● CHALLENGE: Present every line of the entries below as a numbered list, skipping any blank lines.

— Start DATA FOR THIS EXERCISE —

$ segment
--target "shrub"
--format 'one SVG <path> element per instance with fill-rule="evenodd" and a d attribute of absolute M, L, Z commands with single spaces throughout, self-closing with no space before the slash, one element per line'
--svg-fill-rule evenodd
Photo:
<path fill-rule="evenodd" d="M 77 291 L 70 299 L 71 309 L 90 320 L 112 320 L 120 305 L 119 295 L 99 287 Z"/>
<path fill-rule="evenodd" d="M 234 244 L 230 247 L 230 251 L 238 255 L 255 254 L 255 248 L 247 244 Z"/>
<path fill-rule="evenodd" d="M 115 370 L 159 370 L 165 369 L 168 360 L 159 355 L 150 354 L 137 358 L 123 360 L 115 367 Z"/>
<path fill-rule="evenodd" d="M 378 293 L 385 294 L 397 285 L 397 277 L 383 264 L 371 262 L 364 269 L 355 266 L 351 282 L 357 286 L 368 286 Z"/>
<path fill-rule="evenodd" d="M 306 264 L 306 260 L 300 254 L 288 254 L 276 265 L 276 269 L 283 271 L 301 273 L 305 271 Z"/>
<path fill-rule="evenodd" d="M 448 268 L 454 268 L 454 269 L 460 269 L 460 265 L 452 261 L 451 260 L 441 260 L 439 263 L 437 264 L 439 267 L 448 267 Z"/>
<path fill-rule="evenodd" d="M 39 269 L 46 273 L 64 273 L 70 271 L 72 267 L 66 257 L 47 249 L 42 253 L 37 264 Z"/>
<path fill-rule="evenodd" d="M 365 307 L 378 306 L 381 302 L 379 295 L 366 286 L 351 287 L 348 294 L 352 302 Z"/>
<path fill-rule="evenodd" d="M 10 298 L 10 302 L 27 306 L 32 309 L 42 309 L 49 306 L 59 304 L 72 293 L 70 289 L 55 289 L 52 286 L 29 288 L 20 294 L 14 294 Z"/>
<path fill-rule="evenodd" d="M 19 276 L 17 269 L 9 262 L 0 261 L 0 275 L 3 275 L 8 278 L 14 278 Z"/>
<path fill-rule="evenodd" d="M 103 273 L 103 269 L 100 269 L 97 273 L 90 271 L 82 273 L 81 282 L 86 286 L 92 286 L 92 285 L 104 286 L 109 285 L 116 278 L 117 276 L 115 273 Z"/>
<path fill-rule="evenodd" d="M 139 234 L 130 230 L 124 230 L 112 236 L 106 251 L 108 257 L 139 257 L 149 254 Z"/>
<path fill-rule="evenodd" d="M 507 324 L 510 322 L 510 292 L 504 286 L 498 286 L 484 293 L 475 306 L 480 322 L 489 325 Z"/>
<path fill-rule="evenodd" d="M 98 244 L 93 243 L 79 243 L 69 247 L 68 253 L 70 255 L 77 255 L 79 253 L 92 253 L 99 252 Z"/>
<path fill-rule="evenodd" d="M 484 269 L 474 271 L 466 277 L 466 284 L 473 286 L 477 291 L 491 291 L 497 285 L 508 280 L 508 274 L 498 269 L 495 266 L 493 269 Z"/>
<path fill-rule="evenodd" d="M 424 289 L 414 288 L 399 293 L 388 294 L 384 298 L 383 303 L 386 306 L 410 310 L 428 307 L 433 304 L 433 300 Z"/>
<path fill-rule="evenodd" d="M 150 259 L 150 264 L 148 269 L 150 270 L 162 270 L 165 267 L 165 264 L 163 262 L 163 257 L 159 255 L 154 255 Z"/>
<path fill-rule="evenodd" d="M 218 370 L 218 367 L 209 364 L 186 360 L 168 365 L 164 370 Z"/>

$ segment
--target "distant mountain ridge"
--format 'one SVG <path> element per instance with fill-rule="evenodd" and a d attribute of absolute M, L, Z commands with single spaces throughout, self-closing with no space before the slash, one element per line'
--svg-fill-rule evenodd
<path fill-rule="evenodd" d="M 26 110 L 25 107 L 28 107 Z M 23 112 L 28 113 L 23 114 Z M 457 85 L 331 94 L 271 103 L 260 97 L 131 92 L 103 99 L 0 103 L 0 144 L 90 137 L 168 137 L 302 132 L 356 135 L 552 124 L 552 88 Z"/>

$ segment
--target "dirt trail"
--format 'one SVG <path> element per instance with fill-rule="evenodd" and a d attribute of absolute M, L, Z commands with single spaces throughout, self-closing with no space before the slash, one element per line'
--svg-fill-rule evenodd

— End DATA FOR THIS EXERCISE —

● EXERCISE ANSWER:
1. $ segment
2. --target "shrub"
3. --format 'one SVG <path> element per instance with fill-rule="evenodd" and a d attribute of absolute M, L, Z commands with single spaces throughout, self-closing with no space before the slash, one element per line'
4. --svg-fill-rule evenodd
5. Photo:
6. <path fill-rule="evenodd" d="M 77 291 L 70 299 L 71 309 L 90 320 L 112 320 L 120 305 L 119 295 L 99 287 Z"/>
7. <path fill-rule="evenodd" d="M 234 244 L 230 247 L 230 251 L 238 255 L 255 254 L 255 248 L 247 244 Z"/>
8. <path fill-rule="evenodd" d="M 115 370 L 159 370 L 165 369 L 168 360 L 159 355 L 150 354 L 137 358 L 123 360 L 115 367 Z"/>
9. <path fill-rule="evenodd" d="M 378 293 L 385 294 L 397 285 L 397 277 L 383 264 L 371 262 L 364 269 L 355 266 L 351 282 L 357 286 L 368 286 Z"/>
10. <path fill-rule="evenodd" d="M 306 264 L 306 260 L 300 254 L 288 254 L 276 265 L 276 269 L 283 271 L 301 273 L 305 271 Z"/>
11. <path fill-rule="evenodd" d="M 448 268 L 454 268 L 454 269 L 460 269 L 460 265 L 452 261 L 451 260 L 441 260 L 439 263 L 437 264 L 439 267 L 448 267 Z"/>
12. <path fill-rule="evenodd" d="M 39 269 L 46 273 L 64 273 L 70 271 L 72 267 L 66 257 L 47 249 L 42 253 L 37 264 Z"/>
13. <path fill-rule="evenodd" d="M 365 307 L 378 306 L 381 302 L 379 295 L 366 286 L 351 287 L 348 294 L 352 302 Z"/>
14. <path fill-rule="evenodd" d="M 10 298 L 10 302 L 27 306 L 32 309 L 42 309 L 49 306 L 59 304 L 72 293 L 70 289 L 55 289 L 52 286 L 29 288 L 20 294 L 14 294 Z"/>
15. <path fill-rule="evenodd" d="M 19 276 L 17 269 L 9 262 L 0 261 L 0 275 L 3 275 L 8 278 L 14 278 Z"/>
16. <path fill-rule="evenodd" d="M 103 273 L 103 269 L 100 269 L 97 273 L 90 271 L 82 273 L 81 282 L 86 286 L 92 286 L 92 285 L 104 286 L 109 285 L 116 278 L 117 276 L 115 273 Z"/>
17. <path fill-rule="evenodd" d="M 139 234 L 130 230 L 124 230 L 112 236 L 106 251 L 108 257 L 139 257 L 149 254 Z"/>
18. <path fill-rule="evenodd" d="M 507 324 L 510 322 L 510 292 L 504 286 L 498 286 L 484 293 L 475 306 L 480 322 L 489 325 Z"/>
19. <path fill-rule="evenodd" d="M 98 244 L 93 243 L 79 243 L 69 247 L 68 253 L 70 255 L 77 255 L 79 253 L 92 253 L 99 252 Z"/>
20. <path fill-rule="evenodd" d="M 484 269 L 474 271 L 466 277 L 466 284 L 473 286 L 477 291 L 491 291 L 497 285 L 508 280 L 508 274 L 498 269 L 495 266 L 493 269 Z"/>
21. <path fill-rule="evenodd" d="M 424 289 L 414 288 L 399 293 L 388 294 L 384 298 L 383 303 L 386 306 L 410 310 L 428 307 L 433 304 L 433 300 Z"/>
22. <path fill-rule="evenodd" d="M 150 259 L 150 264 L 148 269 L 150 270 L 162 270 L 165 267 L 165 264 L 163 262 L 163 257 L 159 255 L 154 255 Z"/>
23. <path fill-rule="evenodd" d="M 218 370 L 218 367 L 209 364 L 186 360 L 168 365 L 164 370 Z"/>
24. $ segment
25. --target "distant mountain ridge"
26. --format 'one SVG <path> element per instance with fill-rule="evenodd" and a d attribute of absolute M, L, Z commands with single spaces throughout, self-closing with no space before the slash, one element per line'
27. --svg-fill-rule evenodd
28. <path fill-rule="evenodd" d="M 26 110 L 25 107 L 28 107 Z M 23 112 L 28 113 L 23 114 Z M 457 85 L 331 94 L 271 103 L 260 97 L 131 92 L 103 99 L 0 103 L 0 144 L 90 137 L 168 137 L 302 132 L 356 135 L 552 124 L 552 88 Z"/>
29. $ segment
30. --target "dirt trail"
31. --format 'one SVG <path> element per instance with fill-rule="evenodd" and a d attribute of absolute M, L, Z commands with single spaces throughout, self-closing with no space before the slash, one element per line'
32. --svg-fill-rule evenodd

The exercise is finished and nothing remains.